### WRITTEN INSTRUCTION A
Pull out every line of the listing that contains the word "railing", and treat uppercase and lowercase as different.

Romania’s Gheorghe Hagi celebrates scoring against Switzerland during the 1994 World Cup and Ianis Hagi after his goal for Rangers against Hibernian at Ibrox. (Getty Images and PA)
Romania’s Gheorghe Hagi celebrates scoring against Switzerland during the 1994 World Cup and Ianis Hagi after his goal for Rangers against Hibernian at Ibrox. (Getty Images and PA)

My father was a lawyer and, in my childhood imagination and so far as I can ascertain also in fact, quite a good one. From time to time, as I blundered towards adulthood with no obvious idea what to do when I got there, he would encourage me towards the law, a vocation he always found intellectually stimulating and also, serendipitously, financially rewarding. In this endeavor, alas, he had no success. Why, I reasoned, would I voluntarily enter a profession in which I would be doomed to be forever compared unfavorably with an overachieving parent? With this same logic in mind, I have meticulously avoided closing off journalism as a potential career path for my own children.

In many professions when a familiar surname rises towards the top it is put down, often accurately, to nepotism. But if watching people surf to success on the shoulders of mum and dad can be dispiriting, in sport my experience is that second-generation achievement elicits a much more uplifting response.

Ianis Hagi’s debut goal for Rangers last week was a case in point, a sweet strike in several ways. It was a moment that brought back memories of his father, of the summer of 1994 when Gheorghe Hagi illuminated a World Cup that was in turns magnificent and mundane, and also admiration that this 21-year-old footballer has not been hobbled by the weight of the four letters that during matches he literally carries on his shoulders.

### WRITTEN INSTRUCTION B
From the piece about the Hagis, extract the passage starting at the words "My father was" and ending after the words "my own children.", copying it without changes.

### LISTING
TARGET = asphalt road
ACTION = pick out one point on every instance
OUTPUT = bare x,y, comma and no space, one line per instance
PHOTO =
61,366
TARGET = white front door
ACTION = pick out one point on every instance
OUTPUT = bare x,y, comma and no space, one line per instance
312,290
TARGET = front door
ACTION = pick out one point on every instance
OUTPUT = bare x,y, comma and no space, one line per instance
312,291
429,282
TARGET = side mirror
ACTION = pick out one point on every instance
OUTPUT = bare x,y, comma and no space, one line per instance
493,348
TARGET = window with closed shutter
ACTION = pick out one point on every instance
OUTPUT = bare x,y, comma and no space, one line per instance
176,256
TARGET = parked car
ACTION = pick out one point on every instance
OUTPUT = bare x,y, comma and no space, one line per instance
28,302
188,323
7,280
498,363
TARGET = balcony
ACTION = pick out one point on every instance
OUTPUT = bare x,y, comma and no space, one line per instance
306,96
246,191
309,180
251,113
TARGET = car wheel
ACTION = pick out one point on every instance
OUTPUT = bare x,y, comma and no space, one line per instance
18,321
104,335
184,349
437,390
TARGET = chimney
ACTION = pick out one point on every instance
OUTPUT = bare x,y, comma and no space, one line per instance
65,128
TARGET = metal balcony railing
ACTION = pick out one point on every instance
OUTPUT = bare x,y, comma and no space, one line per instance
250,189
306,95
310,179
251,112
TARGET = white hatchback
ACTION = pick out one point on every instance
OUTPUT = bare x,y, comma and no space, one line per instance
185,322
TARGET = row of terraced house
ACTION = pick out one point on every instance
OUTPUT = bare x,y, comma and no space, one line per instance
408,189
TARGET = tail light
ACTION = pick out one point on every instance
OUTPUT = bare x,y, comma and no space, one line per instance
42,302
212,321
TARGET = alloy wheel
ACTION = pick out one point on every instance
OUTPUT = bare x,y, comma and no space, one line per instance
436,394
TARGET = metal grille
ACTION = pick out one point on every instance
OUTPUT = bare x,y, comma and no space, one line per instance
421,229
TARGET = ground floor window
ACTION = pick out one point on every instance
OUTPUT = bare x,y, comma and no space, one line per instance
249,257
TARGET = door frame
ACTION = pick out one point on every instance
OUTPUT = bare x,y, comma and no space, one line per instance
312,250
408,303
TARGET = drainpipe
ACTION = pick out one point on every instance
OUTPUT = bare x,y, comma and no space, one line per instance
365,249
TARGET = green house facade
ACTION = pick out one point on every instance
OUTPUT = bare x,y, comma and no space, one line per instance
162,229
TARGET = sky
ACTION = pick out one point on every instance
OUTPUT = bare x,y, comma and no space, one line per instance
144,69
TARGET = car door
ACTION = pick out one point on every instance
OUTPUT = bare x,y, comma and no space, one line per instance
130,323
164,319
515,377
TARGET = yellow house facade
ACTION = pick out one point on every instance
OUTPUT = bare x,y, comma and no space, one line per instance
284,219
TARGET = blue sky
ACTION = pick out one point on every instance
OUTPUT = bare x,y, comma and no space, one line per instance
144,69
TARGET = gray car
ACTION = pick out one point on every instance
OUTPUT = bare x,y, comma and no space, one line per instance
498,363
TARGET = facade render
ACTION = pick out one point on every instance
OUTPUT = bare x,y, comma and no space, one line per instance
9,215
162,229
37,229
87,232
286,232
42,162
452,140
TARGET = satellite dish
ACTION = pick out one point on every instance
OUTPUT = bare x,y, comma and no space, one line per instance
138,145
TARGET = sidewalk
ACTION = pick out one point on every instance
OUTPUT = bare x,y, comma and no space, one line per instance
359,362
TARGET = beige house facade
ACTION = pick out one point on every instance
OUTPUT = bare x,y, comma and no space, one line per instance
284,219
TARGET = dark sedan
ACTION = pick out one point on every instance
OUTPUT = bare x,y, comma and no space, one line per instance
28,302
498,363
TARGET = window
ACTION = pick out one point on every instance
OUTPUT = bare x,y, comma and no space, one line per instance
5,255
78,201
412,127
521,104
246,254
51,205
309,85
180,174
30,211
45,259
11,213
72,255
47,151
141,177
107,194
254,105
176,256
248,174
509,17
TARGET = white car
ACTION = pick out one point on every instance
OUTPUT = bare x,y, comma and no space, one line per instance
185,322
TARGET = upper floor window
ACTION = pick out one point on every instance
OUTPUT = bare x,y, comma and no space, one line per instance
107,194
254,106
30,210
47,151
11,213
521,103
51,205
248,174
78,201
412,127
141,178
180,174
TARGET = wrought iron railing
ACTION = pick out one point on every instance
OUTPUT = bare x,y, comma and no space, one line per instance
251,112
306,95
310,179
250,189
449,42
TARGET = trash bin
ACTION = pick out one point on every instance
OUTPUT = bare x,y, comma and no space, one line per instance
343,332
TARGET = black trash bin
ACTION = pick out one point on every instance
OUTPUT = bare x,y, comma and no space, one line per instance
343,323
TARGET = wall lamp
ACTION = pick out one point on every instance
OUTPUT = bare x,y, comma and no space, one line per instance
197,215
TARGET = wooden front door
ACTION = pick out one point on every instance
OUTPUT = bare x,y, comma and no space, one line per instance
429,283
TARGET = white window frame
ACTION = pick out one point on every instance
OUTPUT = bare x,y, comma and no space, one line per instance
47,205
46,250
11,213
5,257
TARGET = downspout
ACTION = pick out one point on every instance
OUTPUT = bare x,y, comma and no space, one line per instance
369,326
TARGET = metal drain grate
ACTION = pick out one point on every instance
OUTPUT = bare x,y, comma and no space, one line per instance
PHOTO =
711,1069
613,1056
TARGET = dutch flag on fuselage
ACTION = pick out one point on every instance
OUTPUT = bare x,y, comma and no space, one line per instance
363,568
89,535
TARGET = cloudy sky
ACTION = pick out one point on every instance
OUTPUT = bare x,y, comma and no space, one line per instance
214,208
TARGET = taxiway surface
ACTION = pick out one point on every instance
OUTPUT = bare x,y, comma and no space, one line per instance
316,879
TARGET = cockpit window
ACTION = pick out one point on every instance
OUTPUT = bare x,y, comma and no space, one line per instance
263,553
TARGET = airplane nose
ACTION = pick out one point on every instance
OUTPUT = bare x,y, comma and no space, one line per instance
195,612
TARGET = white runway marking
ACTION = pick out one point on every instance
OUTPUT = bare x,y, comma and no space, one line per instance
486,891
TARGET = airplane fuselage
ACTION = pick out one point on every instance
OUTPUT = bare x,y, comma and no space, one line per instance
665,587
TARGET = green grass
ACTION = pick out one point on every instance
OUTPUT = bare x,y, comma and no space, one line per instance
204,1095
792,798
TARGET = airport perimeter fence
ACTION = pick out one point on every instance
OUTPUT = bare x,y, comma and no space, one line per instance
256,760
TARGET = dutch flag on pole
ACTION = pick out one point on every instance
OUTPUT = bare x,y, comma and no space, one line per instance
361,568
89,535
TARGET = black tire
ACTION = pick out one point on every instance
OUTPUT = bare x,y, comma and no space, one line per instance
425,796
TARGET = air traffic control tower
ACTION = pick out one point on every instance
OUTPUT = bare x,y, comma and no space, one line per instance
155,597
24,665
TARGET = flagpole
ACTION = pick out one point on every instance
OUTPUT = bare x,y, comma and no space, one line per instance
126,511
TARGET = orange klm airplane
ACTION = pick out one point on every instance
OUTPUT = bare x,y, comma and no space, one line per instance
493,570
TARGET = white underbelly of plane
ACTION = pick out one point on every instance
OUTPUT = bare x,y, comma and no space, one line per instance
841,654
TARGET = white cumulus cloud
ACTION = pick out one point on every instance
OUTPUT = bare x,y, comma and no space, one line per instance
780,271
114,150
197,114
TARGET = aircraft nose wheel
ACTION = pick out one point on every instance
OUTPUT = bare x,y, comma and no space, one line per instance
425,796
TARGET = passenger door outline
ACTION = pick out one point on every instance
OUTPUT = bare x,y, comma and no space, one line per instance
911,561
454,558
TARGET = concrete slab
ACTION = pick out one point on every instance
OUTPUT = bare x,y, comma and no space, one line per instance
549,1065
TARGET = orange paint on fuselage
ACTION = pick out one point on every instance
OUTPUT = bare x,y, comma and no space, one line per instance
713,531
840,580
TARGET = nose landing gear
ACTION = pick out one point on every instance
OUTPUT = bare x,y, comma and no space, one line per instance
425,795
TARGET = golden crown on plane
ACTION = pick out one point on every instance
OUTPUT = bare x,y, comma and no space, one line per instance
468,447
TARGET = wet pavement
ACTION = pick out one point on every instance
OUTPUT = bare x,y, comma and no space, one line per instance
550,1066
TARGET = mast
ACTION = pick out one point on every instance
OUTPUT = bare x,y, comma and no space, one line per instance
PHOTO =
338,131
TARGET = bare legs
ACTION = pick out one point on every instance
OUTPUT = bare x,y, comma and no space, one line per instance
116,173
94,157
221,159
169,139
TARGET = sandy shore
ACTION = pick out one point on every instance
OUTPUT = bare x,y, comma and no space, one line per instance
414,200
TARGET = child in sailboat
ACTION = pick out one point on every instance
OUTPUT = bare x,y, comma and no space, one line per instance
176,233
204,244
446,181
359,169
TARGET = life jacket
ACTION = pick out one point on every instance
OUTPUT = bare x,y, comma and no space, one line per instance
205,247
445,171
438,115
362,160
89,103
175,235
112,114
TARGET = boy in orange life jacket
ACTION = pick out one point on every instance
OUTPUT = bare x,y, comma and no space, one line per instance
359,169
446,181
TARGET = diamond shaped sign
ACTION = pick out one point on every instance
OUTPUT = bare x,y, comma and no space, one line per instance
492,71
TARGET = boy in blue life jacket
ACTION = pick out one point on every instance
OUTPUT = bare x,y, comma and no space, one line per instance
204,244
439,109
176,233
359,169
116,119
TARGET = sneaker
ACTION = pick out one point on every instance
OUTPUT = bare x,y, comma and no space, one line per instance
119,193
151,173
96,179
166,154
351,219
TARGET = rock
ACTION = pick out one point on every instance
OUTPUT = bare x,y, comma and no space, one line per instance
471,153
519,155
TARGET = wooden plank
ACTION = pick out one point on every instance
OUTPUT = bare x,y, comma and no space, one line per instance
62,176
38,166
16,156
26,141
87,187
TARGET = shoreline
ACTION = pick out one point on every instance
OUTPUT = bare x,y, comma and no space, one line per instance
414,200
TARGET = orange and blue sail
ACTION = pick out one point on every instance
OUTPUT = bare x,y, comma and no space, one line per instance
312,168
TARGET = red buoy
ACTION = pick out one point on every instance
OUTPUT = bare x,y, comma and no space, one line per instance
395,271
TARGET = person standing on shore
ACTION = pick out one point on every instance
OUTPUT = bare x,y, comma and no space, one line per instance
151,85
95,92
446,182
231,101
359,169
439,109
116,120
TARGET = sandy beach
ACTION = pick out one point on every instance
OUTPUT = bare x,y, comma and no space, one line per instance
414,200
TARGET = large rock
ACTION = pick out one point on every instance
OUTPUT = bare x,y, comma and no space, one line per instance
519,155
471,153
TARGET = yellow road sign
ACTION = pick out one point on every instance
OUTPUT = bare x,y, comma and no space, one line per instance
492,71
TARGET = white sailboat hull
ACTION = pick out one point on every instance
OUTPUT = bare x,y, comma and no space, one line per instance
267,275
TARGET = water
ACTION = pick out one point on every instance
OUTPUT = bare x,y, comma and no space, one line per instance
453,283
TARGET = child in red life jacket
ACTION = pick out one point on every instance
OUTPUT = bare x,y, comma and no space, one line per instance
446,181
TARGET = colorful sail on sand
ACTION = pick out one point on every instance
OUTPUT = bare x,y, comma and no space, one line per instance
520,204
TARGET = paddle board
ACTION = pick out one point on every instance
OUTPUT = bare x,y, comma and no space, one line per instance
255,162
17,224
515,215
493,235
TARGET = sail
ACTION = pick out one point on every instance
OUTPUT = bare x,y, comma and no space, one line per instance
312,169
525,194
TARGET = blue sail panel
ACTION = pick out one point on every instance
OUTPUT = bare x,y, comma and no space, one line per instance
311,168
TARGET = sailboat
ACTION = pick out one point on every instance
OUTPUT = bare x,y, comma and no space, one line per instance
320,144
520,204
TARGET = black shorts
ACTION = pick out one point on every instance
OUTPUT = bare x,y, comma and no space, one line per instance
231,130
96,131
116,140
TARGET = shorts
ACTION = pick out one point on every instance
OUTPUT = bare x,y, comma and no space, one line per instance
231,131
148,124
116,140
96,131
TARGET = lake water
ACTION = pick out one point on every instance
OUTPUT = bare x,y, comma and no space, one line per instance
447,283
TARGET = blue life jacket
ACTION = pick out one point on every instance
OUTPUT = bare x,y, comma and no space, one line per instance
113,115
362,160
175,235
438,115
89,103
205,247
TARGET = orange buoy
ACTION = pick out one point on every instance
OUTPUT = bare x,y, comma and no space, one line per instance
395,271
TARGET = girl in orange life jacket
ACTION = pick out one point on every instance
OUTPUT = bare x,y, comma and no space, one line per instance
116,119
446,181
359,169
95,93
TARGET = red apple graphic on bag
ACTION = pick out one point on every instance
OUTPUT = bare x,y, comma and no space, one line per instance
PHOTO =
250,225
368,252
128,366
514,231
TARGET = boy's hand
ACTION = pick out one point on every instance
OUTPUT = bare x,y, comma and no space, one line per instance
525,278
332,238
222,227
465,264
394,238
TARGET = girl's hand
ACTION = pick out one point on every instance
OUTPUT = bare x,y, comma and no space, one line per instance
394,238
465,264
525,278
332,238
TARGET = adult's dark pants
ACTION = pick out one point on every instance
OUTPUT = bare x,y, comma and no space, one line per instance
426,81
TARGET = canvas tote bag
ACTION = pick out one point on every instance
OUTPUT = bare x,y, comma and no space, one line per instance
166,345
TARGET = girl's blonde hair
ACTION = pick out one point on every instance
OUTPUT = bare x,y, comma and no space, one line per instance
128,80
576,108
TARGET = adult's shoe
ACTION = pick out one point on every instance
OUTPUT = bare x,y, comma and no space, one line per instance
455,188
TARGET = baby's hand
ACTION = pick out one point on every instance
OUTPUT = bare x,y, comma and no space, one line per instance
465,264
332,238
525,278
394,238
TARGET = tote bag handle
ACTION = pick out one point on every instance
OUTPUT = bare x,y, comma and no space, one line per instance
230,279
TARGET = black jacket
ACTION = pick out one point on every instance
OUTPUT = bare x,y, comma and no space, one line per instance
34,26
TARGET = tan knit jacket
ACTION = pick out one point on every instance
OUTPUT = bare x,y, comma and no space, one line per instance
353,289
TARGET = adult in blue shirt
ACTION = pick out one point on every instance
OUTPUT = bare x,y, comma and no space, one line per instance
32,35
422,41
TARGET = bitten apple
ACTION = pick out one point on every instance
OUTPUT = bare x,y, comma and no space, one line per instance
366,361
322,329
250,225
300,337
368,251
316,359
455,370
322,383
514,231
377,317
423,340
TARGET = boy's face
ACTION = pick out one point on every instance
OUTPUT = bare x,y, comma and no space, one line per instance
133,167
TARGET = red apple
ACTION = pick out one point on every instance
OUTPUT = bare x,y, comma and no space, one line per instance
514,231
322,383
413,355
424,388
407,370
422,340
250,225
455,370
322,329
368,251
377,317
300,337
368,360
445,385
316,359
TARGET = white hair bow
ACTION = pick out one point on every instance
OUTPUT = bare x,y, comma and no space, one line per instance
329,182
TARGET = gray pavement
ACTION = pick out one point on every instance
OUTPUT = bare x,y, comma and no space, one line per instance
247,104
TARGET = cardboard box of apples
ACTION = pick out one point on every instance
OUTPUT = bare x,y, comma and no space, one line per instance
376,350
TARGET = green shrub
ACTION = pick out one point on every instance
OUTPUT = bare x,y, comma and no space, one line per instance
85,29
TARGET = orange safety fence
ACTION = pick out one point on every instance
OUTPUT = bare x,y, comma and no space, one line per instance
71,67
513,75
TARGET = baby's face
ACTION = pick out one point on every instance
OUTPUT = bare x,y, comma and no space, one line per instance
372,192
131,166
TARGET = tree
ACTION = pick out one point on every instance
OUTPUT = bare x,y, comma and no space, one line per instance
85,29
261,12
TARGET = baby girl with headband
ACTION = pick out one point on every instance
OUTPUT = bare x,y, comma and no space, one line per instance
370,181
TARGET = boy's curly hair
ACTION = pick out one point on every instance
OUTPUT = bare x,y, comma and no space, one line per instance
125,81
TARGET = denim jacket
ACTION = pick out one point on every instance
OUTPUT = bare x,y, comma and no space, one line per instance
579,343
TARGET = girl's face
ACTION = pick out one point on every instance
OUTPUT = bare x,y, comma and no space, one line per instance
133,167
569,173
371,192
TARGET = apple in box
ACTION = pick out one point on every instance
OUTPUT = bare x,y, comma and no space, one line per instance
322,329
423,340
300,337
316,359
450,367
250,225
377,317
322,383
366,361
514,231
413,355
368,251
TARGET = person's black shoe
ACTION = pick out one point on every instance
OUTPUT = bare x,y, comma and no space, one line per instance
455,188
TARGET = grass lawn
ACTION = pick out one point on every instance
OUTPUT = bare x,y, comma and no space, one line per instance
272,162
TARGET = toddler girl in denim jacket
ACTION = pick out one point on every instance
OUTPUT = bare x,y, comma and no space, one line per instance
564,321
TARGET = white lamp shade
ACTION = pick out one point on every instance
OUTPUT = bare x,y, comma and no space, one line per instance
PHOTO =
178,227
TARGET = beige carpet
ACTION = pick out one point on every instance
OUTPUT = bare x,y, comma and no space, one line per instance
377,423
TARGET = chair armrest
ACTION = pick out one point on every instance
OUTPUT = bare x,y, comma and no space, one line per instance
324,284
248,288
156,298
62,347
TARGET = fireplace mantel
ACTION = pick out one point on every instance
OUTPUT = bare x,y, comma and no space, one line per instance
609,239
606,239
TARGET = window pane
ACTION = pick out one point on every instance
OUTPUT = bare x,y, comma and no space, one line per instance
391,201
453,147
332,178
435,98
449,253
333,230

### RESULT A
TARGET = metal balcony railing
TARGET = wrought iron railing

### RESULT B
My father was a lawyer and, in my childhood imagination and so far as I can ascertain also in fact, quite a good one. From time to time, as I blundered towards adulthood with no obvious idea what to do when I got there, he would encourage me towards the law, a vocation he always found intellectually stimulating and also, serendipitously, financially rewarding. In this endeavor, alas, he had no success. Why, I reasoned, would I voluntarily enter a profession in which I would be doomed to be forever compared unfavorably with an overachieving parent? With this same logic in mind, I have meticulously avoided closing off journalism as a potential career path for my own children.